WHAT YOU HAVE TO DO> Using the material below, copy every line where "circular" appears.

RECORDS FOR THIS TASK>
________
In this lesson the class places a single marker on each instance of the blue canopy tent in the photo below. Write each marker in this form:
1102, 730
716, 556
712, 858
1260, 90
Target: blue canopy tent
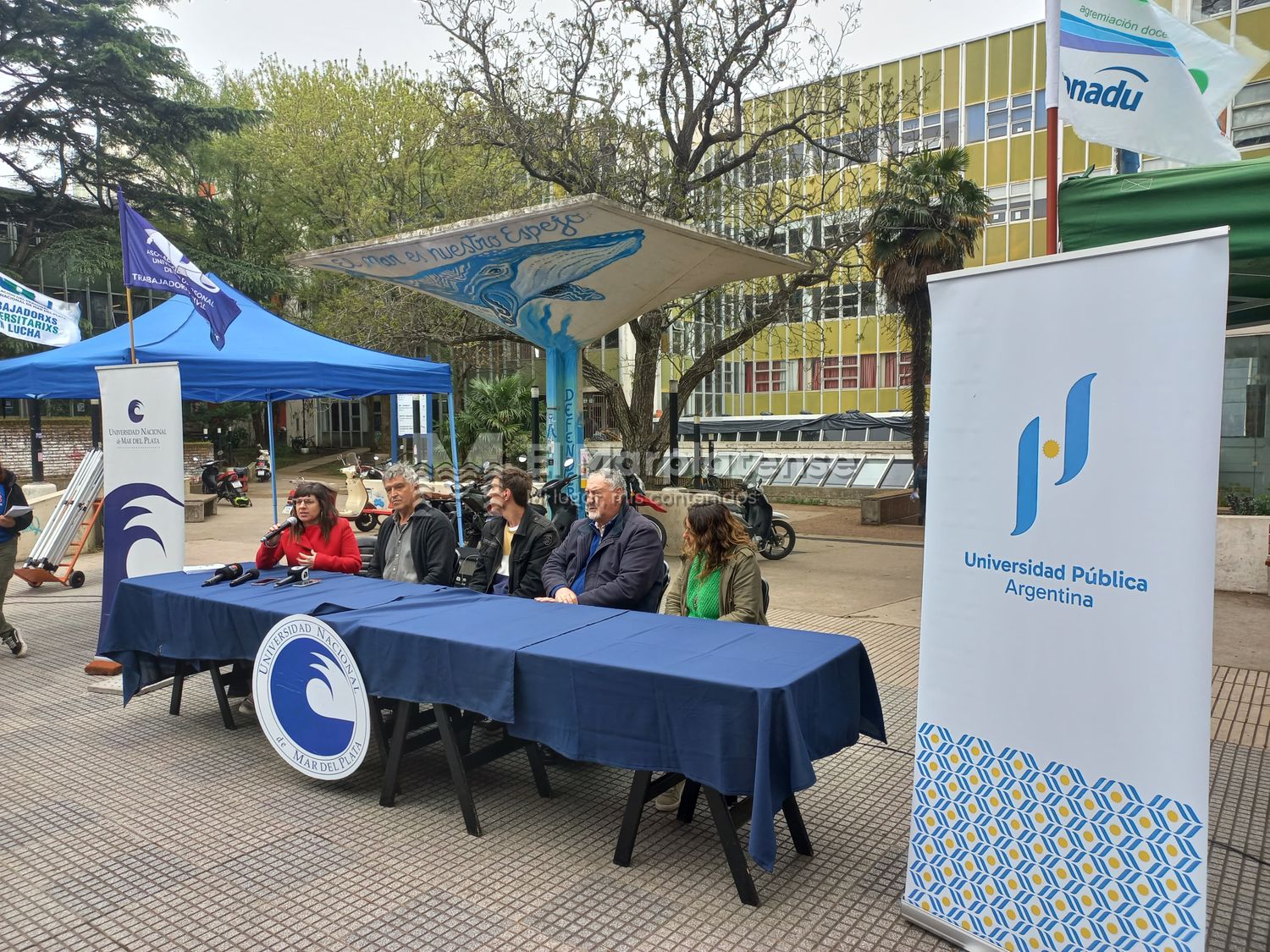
264, 358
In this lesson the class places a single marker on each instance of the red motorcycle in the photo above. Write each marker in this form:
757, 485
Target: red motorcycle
637, 497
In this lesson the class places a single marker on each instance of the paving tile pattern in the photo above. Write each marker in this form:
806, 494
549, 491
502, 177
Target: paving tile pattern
131, 829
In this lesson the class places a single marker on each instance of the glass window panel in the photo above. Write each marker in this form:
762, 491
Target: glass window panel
817, 469
869, 472
843, 469
766, 469
789, 471
898, 475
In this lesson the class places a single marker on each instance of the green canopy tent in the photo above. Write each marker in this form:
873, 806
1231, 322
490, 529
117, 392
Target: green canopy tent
1113, 208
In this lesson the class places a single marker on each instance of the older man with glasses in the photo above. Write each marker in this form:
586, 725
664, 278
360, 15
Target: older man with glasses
417, 542
614, 558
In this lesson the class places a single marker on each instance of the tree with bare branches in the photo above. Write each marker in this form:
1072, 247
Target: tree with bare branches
736, 117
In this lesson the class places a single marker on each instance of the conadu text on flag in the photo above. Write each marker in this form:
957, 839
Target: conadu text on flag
1133, 76
1061, 776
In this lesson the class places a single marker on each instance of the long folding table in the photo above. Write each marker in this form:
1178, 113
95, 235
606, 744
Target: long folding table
739, 711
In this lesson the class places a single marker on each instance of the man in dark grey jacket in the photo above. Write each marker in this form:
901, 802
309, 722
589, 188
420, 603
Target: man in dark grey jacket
516, 540
417, 543
614, 558
10, 497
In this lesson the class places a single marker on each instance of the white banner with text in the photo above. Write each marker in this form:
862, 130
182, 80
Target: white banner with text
144, 513
1061, 779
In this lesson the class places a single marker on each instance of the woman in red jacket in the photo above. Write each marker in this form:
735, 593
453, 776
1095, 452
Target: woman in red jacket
322, 541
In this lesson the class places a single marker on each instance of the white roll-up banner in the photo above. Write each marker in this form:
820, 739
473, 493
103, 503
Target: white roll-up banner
1061, 777
144, 513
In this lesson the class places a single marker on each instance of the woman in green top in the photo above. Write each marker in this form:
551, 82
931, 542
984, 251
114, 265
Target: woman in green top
718, 579
719, 574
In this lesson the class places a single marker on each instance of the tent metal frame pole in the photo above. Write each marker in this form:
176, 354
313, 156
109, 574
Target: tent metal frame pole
273, 459
454, 456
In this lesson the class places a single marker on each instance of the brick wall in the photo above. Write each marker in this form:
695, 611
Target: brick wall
66, 441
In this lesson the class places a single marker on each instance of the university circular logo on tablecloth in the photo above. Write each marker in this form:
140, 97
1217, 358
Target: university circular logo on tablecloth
________
TASK OUTPUT>
In this lesson the class places a single marker on each instance of the university circular logo on tablecloth in the photo above. Write each marker in this form:
Target: university circular logo on tablecloth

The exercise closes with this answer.